(How to complete this task): Your answer should be a single number: the count of lines in the entries below that contain "backdrop".
★ ★ ★ ★
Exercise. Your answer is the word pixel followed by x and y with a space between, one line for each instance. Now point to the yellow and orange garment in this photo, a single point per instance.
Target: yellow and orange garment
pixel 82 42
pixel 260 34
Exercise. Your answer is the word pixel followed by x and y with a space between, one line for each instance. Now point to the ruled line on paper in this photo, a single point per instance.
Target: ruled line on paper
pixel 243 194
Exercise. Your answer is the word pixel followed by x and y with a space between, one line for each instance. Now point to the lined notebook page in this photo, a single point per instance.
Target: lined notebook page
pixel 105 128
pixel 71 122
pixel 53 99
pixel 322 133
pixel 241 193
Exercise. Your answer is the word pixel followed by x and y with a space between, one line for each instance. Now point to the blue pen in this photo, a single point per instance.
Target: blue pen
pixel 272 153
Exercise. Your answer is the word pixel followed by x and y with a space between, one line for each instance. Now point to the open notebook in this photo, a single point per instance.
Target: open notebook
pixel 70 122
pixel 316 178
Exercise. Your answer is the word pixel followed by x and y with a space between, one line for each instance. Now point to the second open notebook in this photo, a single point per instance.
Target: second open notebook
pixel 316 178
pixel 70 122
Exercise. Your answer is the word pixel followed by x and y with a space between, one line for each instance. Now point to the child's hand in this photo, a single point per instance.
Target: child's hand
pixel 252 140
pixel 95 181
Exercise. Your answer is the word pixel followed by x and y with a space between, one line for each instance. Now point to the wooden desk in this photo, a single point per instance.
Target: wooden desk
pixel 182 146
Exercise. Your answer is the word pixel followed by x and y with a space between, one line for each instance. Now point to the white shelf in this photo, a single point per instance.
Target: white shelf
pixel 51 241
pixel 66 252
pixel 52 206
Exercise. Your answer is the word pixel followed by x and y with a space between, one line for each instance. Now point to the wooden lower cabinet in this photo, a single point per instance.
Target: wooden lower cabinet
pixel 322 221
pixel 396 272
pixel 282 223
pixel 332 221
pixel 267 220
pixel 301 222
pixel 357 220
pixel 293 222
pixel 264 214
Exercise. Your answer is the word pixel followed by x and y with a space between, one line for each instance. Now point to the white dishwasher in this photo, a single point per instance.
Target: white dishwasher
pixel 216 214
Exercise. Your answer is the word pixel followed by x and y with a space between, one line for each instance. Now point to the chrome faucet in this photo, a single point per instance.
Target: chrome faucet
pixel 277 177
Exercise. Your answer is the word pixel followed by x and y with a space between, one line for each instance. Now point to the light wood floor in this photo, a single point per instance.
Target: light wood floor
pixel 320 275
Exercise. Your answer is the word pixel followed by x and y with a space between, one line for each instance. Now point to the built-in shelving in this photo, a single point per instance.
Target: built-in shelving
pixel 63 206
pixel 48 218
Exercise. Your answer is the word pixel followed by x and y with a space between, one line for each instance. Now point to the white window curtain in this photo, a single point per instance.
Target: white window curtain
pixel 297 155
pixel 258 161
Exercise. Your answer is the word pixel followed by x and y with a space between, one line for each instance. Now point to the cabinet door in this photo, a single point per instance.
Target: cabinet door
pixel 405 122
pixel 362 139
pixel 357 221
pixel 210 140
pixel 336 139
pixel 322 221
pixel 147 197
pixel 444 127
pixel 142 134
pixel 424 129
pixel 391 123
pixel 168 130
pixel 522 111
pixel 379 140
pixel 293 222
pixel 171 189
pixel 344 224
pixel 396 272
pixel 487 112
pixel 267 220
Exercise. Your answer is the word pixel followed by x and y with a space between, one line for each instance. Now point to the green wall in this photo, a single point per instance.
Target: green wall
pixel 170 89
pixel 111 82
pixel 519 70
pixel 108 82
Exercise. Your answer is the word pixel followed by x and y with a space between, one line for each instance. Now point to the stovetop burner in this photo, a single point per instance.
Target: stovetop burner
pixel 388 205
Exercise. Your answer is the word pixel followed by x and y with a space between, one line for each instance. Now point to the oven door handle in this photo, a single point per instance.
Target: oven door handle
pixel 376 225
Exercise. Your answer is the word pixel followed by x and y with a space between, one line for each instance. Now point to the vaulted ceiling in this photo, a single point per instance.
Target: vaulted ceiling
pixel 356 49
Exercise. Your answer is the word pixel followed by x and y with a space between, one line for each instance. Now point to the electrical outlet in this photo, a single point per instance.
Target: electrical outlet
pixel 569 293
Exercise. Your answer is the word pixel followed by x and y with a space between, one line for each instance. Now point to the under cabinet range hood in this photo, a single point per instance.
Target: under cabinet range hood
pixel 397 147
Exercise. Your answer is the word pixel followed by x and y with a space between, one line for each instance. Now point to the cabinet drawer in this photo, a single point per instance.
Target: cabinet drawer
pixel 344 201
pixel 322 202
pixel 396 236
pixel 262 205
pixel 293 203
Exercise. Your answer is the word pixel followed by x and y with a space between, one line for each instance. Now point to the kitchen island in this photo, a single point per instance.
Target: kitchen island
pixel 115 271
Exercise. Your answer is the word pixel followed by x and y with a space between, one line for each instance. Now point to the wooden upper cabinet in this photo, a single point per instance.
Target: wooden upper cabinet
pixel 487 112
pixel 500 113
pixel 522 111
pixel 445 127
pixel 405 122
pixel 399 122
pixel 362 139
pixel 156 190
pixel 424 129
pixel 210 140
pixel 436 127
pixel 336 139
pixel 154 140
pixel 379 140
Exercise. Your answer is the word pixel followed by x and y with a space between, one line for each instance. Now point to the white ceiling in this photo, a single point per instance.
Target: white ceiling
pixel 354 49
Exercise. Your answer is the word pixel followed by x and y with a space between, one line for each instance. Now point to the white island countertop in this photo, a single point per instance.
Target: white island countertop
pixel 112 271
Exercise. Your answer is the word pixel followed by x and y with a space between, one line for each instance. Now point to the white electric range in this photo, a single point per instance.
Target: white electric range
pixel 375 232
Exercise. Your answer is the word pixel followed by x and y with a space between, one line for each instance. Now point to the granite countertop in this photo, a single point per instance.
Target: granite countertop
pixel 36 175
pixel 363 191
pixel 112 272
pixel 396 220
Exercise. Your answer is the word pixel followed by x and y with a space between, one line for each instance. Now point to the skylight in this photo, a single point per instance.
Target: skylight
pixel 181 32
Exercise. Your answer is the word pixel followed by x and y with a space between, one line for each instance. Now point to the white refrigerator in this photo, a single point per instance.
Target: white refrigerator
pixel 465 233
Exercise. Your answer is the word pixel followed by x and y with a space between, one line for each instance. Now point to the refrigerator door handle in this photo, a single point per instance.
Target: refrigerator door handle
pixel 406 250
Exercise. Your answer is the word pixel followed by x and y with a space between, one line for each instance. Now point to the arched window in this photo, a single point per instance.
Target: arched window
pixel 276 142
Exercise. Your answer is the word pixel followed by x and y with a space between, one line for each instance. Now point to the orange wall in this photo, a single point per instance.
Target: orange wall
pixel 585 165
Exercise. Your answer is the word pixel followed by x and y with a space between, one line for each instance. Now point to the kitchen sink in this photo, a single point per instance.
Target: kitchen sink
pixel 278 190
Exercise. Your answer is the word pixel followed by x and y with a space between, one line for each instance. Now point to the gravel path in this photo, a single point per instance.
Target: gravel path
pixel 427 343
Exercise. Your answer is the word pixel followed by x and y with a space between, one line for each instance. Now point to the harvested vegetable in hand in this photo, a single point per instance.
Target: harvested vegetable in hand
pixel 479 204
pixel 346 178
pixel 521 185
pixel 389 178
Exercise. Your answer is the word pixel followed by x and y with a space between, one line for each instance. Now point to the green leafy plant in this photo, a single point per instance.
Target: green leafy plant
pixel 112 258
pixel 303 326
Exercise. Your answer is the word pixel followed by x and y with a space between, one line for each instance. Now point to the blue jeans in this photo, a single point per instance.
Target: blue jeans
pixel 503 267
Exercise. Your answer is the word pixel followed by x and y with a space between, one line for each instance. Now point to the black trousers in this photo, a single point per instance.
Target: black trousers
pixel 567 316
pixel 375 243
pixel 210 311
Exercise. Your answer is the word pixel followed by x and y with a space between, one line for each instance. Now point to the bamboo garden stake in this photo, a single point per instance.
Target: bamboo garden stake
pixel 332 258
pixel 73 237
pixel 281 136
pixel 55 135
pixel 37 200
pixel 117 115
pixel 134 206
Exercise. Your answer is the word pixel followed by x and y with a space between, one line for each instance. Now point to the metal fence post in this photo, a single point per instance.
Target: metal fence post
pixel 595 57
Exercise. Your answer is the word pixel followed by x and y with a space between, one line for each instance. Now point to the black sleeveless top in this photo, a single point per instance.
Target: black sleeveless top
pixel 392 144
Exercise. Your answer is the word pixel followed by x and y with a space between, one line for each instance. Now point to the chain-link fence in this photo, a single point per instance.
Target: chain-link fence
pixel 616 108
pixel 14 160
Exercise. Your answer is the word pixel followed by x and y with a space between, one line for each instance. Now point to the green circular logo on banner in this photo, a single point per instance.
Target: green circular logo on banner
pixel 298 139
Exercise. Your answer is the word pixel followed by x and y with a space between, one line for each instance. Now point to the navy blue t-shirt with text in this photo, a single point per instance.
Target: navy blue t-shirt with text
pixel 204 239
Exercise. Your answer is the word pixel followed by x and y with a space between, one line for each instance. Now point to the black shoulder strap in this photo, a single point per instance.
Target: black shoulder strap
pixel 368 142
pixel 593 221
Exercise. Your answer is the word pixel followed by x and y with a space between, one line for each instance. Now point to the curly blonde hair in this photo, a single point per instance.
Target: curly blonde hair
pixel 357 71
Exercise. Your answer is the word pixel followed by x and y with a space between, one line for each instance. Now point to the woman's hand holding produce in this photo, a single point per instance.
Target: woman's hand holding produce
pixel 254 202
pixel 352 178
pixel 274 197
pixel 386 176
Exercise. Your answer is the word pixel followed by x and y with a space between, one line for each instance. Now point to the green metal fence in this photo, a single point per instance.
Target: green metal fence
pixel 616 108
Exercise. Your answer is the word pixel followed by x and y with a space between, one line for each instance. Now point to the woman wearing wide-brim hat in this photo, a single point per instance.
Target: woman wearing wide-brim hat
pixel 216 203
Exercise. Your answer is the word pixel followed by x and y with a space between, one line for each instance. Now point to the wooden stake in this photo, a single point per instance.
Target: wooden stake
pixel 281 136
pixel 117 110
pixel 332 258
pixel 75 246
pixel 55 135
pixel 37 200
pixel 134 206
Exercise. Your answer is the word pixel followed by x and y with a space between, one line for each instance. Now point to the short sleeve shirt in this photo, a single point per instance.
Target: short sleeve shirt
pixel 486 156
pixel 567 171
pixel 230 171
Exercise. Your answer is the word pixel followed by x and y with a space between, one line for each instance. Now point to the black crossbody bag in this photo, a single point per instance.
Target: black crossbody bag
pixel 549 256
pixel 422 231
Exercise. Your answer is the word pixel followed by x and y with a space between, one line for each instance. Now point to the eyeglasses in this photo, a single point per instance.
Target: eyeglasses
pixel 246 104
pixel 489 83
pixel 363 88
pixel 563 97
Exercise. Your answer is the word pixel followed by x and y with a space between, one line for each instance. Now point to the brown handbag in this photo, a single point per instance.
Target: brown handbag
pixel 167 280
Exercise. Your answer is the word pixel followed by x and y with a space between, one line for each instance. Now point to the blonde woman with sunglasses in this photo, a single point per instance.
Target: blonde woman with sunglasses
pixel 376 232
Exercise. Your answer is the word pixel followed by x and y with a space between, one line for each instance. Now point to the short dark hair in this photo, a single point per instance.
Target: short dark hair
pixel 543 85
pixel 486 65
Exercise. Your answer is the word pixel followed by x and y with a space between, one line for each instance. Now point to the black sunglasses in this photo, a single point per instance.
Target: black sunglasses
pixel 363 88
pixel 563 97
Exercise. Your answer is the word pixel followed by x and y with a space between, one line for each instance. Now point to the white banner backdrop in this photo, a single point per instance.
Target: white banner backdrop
★ ★ ★ ★
(Reply to the exercise): 2